Point localization data -
◆ ◆ ◆ ◆

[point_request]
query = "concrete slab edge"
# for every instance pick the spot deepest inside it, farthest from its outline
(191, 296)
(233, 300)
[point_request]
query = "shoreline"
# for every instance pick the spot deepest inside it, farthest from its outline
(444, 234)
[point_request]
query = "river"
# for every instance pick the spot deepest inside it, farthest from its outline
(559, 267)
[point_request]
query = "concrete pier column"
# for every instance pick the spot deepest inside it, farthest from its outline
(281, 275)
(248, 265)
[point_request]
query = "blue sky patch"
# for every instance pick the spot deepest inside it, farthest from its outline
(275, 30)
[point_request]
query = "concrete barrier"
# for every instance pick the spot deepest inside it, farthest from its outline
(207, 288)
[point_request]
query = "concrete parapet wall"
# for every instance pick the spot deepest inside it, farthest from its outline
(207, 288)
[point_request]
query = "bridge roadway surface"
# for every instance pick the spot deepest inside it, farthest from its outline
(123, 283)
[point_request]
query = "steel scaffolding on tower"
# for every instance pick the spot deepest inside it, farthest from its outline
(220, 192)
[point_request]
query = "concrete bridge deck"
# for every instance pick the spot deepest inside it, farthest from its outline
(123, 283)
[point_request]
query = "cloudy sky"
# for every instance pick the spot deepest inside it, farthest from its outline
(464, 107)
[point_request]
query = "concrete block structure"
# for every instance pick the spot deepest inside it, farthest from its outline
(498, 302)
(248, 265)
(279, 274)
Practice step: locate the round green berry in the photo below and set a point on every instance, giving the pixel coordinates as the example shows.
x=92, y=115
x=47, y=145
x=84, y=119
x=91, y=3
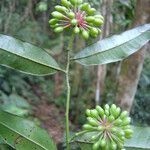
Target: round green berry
x=85, y=34
x=58, y=15
x=74, y=22
x=58, y=29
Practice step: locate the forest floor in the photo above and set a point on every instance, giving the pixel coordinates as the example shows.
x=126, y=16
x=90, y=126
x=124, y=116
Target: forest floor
x=52, y=119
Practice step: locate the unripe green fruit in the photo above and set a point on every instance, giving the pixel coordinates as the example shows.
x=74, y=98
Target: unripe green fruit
x=106, y=112
x=94, y=114
x=91, y=11
x=71, y=15
x=76, y=30
x=99, y=16
x=76, y=2
x=128, y=132
x=58, y=29
x=94, y=137
x=92, y=121
x=117, y=112
x=113, y=107
x=74, y=21
x=103, y=143
x=85, y=34
x=85, y=6
x=98, y=22
x=89, y=19
x=53, y=21
x=79, y=2
x=100, y=128
x=100, y=111
x=106, y=107
x=126, y=121
x=87, y=127
x=73, y=2
x=61, y=8
x=96, y=145
x=121, y=133
x=113, y=129
x=94, y=32
x=88, y=112
x=118, y=122
x=58, y=15
x=65, y=3
x=111, y=118
x=55, y=25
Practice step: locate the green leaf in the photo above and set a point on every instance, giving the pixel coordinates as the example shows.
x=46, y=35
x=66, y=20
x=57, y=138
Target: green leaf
x=22, y=134
x=26, y=57
x=114, y=48
x=139, y=141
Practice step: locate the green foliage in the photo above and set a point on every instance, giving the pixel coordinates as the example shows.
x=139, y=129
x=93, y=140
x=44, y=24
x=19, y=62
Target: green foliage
x=114, y=48
x=123, y=14
x=140, y=140
x=22, y=134
x=14, y=104
x=26, y=57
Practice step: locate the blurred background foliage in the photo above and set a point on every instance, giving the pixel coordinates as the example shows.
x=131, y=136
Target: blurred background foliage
x=23, y=94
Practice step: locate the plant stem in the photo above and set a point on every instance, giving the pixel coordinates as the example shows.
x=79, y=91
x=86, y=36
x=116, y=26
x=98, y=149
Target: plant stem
x=70, y=46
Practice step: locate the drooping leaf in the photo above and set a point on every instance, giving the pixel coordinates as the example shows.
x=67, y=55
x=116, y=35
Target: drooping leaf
x=25, y=57
x=114, y=48
x=22, y=134
x=139, y=141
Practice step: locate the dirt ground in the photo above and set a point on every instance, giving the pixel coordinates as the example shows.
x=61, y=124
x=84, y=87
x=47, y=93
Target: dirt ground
x=52, y=119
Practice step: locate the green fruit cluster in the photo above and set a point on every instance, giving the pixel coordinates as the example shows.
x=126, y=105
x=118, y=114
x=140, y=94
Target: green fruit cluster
x=78, y=16
x=111, y=126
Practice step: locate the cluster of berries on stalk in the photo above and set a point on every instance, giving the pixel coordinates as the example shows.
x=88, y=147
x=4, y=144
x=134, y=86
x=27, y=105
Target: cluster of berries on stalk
x=78, y=16
x=111, y=127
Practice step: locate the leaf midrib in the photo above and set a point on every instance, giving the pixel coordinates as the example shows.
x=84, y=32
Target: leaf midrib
x=32, y=60
x=97, y=53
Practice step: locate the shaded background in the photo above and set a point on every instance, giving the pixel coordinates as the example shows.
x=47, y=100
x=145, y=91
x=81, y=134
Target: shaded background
x=42, y=99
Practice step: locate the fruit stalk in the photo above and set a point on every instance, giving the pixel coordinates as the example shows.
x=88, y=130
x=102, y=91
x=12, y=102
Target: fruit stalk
x=70, y=46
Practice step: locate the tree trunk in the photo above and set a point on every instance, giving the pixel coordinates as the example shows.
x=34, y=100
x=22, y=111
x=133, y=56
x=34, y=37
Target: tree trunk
x=101, y=71
x=131, y=68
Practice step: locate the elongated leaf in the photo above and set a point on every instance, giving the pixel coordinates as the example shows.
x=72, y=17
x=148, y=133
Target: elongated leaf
x=22, y=134
x=25, y=57
x=139, y=141
x=114, y=48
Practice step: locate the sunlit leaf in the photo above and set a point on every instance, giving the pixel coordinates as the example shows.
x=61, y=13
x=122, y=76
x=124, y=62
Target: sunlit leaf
x=26, y=57
x=115, y=48
x=22, y=134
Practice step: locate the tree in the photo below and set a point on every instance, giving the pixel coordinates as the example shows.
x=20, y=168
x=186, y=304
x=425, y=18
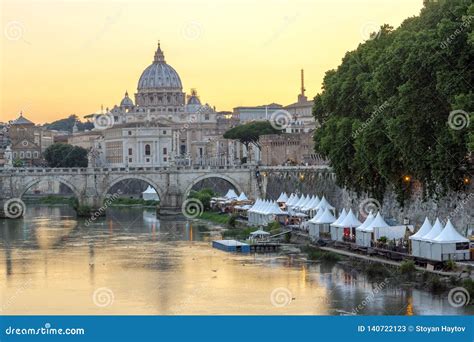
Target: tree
x=250, y=132
x=65, y=155
x=387, y=109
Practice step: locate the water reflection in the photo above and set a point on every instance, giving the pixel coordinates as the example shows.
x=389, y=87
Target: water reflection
x=51, y=263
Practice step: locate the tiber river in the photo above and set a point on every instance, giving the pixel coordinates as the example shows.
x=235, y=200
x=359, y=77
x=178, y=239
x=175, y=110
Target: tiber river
x=132, y=263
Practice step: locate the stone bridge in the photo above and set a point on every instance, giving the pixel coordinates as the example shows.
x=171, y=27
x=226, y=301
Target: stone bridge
x=91, y=185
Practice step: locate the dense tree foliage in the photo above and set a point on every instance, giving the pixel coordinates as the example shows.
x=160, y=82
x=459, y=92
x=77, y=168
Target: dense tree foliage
x=250, y=133
x=65, y=155
x=397, y=109
x=68, y=123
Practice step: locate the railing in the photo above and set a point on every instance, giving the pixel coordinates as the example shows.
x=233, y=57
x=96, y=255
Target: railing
x=207, y=164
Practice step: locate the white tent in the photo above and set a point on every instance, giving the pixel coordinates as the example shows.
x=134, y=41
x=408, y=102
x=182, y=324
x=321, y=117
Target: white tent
x=292, y=200
x=259, y=234
x=242, y=197
x=415, y=238
x=425, y=241
x=321, y=224
x=150, y=194
x=296, y=205
x=341, y=217
x=346, y=227
x=367, y=222
x=368, y=233
x=231, y=194
x=283, y=198
x=323, y=204
x=450, y=245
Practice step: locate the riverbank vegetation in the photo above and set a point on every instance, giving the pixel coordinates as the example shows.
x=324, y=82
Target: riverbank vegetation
x=396, y=112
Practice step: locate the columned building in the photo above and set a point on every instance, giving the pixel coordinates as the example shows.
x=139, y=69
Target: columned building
x=164, y=125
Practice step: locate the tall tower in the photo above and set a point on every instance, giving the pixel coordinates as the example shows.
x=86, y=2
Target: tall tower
x=301, y=96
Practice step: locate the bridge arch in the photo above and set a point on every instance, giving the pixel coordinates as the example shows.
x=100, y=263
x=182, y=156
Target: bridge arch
x=159, y=190
x=61, y=180
x=195, y=181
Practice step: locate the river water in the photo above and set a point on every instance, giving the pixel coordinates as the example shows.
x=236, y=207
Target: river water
x=131, y=263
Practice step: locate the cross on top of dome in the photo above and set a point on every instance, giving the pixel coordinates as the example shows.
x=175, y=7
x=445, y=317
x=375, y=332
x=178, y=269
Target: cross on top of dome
x=159, y=56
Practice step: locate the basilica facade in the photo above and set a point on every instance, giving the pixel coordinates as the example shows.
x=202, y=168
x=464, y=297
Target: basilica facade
x=163, y=126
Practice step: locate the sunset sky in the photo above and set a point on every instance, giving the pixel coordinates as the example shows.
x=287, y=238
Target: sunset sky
x=68, y=57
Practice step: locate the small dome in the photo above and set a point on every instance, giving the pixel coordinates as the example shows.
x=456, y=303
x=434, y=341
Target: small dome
x=193, y=99
x=159, y=74
x=126, y=101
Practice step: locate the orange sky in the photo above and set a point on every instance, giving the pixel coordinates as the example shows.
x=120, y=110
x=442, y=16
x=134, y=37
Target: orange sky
x=70, y=56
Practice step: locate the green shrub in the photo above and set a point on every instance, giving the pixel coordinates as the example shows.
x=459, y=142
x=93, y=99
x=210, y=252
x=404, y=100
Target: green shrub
x=232, y=220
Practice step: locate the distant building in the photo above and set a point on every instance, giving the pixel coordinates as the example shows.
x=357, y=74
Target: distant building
x=162, y=125
x=289, y=148
x=255, y=113
x=84, y=139
x=136, y=145
x=25, y=139
x=301, y=112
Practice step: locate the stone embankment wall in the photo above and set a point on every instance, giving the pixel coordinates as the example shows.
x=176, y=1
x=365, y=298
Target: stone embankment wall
x=458, y=207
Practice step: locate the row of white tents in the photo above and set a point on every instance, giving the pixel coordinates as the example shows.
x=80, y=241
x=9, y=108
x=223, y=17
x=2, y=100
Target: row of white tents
x=263, y=212
x=437, y=243
x=430, y=242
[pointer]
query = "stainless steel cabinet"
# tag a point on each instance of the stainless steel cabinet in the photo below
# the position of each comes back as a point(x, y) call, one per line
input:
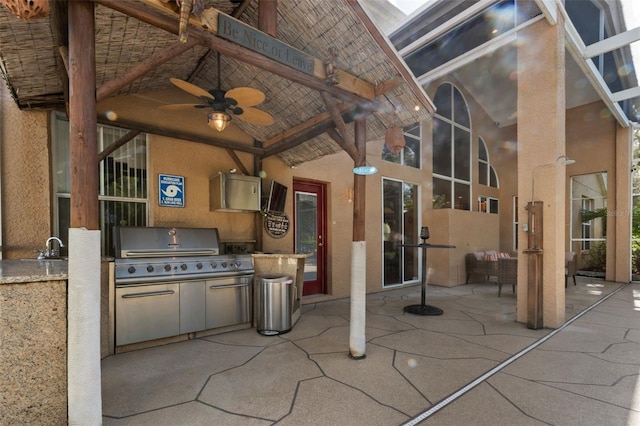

◆ ◆ ◆ ◆

WHAT THE TASK ASKS -
Wherever the string "cabinet" appears in the records above, copy the line it sits in.

RESULT -
query = "stainless steel cabinet"
# tag a point on each instance of the stainless steel cabinet in the photo below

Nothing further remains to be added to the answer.